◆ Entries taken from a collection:
• • •

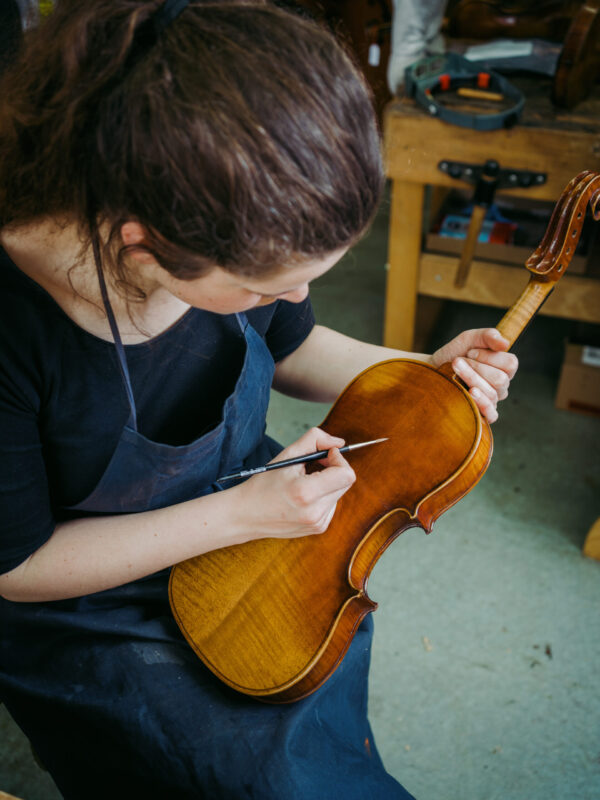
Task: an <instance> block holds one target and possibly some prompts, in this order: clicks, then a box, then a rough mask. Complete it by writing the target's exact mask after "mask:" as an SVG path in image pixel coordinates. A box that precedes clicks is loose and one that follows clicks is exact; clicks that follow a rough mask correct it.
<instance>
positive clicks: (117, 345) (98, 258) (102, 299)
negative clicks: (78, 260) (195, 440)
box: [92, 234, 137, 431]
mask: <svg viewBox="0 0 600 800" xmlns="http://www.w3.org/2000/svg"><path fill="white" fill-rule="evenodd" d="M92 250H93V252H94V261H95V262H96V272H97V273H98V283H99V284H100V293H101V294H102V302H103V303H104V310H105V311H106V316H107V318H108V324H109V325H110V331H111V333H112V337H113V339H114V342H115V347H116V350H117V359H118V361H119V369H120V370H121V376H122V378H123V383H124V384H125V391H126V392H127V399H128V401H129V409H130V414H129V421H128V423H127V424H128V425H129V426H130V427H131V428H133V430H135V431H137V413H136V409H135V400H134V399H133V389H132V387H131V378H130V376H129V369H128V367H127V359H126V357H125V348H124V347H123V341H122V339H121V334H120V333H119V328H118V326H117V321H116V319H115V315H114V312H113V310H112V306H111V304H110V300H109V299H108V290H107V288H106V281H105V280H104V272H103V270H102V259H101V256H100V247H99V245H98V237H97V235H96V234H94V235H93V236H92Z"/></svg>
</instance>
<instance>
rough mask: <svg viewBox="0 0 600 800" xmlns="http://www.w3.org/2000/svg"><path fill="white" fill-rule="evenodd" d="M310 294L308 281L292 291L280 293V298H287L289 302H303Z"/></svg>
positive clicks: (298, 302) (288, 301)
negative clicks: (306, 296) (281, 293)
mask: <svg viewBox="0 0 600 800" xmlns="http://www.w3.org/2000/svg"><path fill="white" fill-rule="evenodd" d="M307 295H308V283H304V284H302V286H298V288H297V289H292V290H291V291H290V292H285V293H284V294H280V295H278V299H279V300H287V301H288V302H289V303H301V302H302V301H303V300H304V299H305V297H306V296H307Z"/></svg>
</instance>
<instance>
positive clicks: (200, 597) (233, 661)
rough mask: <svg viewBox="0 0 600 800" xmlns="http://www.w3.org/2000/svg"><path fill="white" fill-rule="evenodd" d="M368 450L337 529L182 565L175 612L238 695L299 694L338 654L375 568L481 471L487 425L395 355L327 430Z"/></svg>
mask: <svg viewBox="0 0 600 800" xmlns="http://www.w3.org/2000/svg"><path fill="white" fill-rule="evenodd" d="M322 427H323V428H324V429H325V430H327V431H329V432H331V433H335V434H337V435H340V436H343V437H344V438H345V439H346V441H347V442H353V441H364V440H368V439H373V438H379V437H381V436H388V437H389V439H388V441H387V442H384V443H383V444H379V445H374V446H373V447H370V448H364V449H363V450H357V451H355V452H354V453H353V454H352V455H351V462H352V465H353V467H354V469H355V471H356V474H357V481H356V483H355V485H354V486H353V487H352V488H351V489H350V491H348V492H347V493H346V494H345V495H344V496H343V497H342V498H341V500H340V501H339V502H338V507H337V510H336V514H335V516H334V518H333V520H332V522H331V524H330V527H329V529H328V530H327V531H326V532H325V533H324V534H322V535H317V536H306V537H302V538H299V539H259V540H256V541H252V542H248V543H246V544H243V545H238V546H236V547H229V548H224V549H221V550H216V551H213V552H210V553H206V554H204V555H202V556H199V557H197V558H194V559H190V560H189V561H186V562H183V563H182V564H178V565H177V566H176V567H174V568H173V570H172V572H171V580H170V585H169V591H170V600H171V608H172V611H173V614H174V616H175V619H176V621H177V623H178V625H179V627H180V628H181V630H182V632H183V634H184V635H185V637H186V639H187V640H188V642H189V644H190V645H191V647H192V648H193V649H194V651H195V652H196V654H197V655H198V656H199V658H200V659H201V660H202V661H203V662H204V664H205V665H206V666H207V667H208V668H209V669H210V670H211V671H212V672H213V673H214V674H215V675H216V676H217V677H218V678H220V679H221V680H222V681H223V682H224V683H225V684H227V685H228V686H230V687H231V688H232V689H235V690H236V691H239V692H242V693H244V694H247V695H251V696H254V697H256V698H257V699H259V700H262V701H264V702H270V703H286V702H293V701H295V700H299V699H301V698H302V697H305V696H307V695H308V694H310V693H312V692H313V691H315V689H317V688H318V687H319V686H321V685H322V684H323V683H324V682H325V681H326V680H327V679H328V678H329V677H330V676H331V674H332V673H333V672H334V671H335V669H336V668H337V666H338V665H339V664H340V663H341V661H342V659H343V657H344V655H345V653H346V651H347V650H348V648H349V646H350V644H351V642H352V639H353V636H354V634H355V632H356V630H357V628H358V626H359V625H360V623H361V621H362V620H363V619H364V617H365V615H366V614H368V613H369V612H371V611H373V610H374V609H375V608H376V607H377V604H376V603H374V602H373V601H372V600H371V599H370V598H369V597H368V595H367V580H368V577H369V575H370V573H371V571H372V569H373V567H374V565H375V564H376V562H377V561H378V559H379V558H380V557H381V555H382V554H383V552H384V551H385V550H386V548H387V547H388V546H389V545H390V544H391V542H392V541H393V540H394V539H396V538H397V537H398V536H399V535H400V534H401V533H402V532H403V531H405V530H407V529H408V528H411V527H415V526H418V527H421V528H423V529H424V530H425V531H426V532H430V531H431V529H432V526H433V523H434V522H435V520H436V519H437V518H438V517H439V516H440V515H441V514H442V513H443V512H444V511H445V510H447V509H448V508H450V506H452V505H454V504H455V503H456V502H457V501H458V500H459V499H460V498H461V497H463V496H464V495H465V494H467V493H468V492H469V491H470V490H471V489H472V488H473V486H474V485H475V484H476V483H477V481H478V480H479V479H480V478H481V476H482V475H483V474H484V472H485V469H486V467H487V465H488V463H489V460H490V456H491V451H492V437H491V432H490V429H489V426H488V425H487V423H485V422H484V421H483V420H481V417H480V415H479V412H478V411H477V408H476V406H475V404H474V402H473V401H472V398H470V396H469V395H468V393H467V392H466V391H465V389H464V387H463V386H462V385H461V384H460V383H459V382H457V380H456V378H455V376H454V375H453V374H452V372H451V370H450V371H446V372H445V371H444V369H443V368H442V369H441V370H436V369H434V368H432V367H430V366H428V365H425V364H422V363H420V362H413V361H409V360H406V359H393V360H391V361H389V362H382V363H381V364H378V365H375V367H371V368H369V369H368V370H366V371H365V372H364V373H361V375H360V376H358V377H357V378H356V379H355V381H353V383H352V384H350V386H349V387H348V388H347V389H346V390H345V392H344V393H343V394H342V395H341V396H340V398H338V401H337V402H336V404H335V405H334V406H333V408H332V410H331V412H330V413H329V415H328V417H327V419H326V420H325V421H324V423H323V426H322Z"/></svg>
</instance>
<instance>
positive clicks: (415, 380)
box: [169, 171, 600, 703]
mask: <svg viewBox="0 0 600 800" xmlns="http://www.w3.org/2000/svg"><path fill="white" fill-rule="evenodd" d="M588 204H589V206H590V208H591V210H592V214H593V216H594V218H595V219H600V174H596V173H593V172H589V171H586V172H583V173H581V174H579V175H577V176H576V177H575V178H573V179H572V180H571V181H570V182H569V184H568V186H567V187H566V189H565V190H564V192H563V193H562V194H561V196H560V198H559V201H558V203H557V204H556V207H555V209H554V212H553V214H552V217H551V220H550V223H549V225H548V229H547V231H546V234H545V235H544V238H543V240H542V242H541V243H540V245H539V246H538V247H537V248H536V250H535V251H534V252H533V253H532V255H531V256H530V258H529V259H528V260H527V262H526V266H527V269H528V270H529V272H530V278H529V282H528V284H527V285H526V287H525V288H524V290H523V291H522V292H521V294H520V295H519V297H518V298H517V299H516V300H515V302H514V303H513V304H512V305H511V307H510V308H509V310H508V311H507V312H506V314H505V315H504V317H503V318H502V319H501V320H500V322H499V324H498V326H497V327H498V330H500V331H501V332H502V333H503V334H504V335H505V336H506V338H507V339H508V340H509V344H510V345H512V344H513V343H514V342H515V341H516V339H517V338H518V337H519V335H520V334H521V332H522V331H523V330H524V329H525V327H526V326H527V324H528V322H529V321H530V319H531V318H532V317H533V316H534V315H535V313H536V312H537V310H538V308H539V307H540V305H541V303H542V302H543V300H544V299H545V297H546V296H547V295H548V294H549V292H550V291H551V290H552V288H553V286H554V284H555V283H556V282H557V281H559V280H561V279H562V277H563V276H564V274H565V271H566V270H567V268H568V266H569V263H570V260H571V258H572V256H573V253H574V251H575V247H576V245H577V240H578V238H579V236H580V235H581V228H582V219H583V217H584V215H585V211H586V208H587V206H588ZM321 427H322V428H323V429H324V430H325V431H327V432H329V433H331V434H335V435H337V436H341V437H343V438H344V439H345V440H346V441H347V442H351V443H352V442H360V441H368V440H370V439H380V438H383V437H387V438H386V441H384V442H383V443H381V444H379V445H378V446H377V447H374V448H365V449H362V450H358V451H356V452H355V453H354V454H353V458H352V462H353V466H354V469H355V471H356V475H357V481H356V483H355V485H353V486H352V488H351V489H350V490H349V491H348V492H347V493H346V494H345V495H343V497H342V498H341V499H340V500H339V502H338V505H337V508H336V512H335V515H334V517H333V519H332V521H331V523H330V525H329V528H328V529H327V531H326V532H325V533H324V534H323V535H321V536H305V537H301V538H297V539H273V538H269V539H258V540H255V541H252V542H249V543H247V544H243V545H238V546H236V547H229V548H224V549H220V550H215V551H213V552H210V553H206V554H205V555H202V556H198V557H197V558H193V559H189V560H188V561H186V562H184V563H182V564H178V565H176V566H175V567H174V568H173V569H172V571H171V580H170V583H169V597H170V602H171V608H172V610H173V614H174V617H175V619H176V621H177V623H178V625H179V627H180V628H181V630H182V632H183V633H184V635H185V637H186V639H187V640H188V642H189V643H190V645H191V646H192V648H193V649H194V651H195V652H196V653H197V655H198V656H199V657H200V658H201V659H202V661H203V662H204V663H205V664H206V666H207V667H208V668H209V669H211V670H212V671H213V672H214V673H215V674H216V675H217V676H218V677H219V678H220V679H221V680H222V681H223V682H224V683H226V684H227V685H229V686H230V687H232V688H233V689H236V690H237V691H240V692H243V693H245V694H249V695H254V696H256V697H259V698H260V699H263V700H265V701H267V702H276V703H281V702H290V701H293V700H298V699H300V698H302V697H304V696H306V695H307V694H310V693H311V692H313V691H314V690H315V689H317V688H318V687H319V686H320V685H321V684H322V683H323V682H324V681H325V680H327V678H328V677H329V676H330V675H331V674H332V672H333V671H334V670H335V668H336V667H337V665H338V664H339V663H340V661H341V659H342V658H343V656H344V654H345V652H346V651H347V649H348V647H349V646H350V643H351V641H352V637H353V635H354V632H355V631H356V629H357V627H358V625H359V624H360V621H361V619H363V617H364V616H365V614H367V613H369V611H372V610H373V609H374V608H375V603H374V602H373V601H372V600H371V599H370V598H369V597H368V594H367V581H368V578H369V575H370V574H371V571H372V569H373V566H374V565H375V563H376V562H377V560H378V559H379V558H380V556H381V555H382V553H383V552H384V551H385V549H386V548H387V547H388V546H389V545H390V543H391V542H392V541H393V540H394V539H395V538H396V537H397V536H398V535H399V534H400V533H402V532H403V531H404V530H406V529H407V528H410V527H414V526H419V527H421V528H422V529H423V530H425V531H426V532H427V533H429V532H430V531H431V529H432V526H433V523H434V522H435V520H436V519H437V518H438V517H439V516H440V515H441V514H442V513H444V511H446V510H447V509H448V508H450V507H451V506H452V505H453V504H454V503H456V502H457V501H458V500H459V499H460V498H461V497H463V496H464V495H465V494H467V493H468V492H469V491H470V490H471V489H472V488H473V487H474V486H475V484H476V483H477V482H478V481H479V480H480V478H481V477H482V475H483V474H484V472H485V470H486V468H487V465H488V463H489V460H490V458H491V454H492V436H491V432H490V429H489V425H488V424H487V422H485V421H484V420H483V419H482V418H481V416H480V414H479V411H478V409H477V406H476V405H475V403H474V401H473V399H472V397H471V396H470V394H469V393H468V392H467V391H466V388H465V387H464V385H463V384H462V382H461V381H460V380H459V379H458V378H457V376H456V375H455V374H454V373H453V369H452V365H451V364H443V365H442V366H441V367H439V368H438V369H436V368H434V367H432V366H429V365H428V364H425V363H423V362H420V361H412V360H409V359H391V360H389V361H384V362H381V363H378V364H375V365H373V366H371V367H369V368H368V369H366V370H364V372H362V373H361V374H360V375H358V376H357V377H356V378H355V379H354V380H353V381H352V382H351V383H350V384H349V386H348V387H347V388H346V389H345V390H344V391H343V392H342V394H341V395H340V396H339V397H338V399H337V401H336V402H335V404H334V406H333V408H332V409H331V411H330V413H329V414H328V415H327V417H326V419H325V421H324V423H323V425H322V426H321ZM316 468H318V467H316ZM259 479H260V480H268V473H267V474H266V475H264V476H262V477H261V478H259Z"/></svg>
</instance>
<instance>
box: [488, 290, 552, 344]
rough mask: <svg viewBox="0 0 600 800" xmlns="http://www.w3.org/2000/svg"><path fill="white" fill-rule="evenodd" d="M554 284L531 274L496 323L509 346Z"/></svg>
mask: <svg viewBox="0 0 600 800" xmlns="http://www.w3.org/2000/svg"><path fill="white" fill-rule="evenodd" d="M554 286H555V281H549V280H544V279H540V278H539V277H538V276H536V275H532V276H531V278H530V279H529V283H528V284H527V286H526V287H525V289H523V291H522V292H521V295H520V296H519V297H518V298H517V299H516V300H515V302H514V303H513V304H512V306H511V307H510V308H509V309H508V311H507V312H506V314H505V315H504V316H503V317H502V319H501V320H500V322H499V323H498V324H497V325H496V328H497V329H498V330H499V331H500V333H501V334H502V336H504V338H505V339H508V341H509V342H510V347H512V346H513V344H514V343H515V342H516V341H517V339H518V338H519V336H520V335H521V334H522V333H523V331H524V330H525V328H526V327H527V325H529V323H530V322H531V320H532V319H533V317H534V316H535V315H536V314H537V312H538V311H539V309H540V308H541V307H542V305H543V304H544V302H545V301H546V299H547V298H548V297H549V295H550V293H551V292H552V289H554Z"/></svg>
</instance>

• • •

◆ WHAT TO DO: When a line of the records holds the word "clicks", copy that line.

◆ OUTPUT BELOW:
Task: an <instance> block holds one target and possibly some prompts, in this order: clicks, then a box, then a rough mask. Complete it by writing the target's exact mask after "mask:" as an SVG path in image pixel coordinates. A box that precedes clicks is loose and one that follows clicks is exact; clicks that follow a rough mask correct it.
positive clicks: (117, 345) (98, 258) (102, 299)
negative clicks: (78, 260) (195, 440)
positive clicks: (298, 302) (288, 301)
negative clicks: (306, 296) (281, 293)
positive clicks: (200, 597) (233, 661)
positive clicks: (415, 380)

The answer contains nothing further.